─── Available records ───

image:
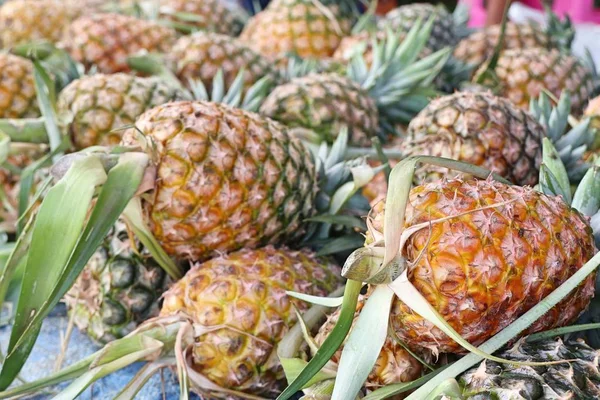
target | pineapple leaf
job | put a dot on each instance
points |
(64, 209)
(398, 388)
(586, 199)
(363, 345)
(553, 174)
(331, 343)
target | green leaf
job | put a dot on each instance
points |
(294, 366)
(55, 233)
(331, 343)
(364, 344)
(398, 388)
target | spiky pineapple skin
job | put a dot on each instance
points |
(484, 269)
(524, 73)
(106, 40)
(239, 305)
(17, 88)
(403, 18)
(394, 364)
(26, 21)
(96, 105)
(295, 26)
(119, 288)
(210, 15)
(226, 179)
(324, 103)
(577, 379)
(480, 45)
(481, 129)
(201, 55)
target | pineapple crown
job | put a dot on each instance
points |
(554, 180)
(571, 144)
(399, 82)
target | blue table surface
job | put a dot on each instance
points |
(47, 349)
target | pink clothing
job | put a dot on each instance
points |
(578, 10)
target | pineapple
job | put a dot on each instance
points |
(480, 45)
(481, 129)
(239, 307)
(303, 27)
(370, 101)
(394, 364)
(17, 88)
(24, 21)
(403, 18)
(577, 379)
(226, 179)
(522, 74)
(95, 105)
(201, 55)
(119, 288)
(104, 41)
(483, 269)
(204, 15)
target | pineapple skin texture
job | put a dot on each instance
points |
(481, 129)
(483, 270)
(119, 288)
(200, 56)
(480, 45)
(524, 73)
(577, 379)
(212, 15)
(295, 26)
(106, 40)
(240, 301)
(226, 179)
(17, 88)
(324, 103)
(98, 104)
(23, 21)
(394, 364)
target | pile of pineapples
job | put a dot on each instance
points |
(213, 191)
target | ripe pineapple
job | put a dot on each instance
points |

───

=== Stated task ===
Rewrite all of the material with every "put a dot on each instance" changed to "mark each instance" and everything else left as it is. Omit the pictures from your answer.

=== Task answer ===
image:
target | pineapple leaf
job | mark each instance
points |
(64, 209)
(398, 388)
(586, 199)
(363, 345)
(553, 174)
(331, 343)
target | green leaf
job | mark each instance
points |
(294, 366)
(55, 233)
(331, 343)
(364, 344)
(398, 388)
target | spiky pineapple skin
job | mark each instance
points |
(484, 269)
(524, 73)
(106, 40)
(239, 305)
(17, 88)
(403, 18)
(394, 364)
(26, 21)
(96, 105)
(295, 26)
(119, 288)
(210, 15)
(226, 179)
(324, 103)
(577, 379)
(480, 45)
(481, 129)
(201, 55)
target | pineapple crown
job | mark each instance
points |
(554, 180)
(571, 144)
(399, 82)
target | blue table surface
job | mark each instance
points |
(47, 349)
target | pink clothing
job | mark each instance
points |
(578, 10)
target | pineapple
job | mark each instance
points |
(480, 45)
(481, 129)
(239, 307)
(303, 27)
(370, 101)
(394, 364)
(17, 88)
(24, 21)
(403, 18)
(577, 379)
(226, 179)
(522, 74)
(95, 105)
(201, 55)
(119, 288)
(104, 41)
(483, 269)
(204, 15)
target | pineapple skin texture
job | mark each instance
points |
(481, 129)
(483, 270)
(119, 288)
(200, 56)
(480, 45)
(524, 73)
(577, 379)
(212, 15)
(295, 26)
(106, 40)
(240, 301)
(226, 179)
(17, 88)
(324, 103)
(98, 104)
(23, 21)
(394, 364)
target | pile of pineapples
job | mark each instance
points |
(213, 191)
target | ripe pineapple
job | mark each instance
points |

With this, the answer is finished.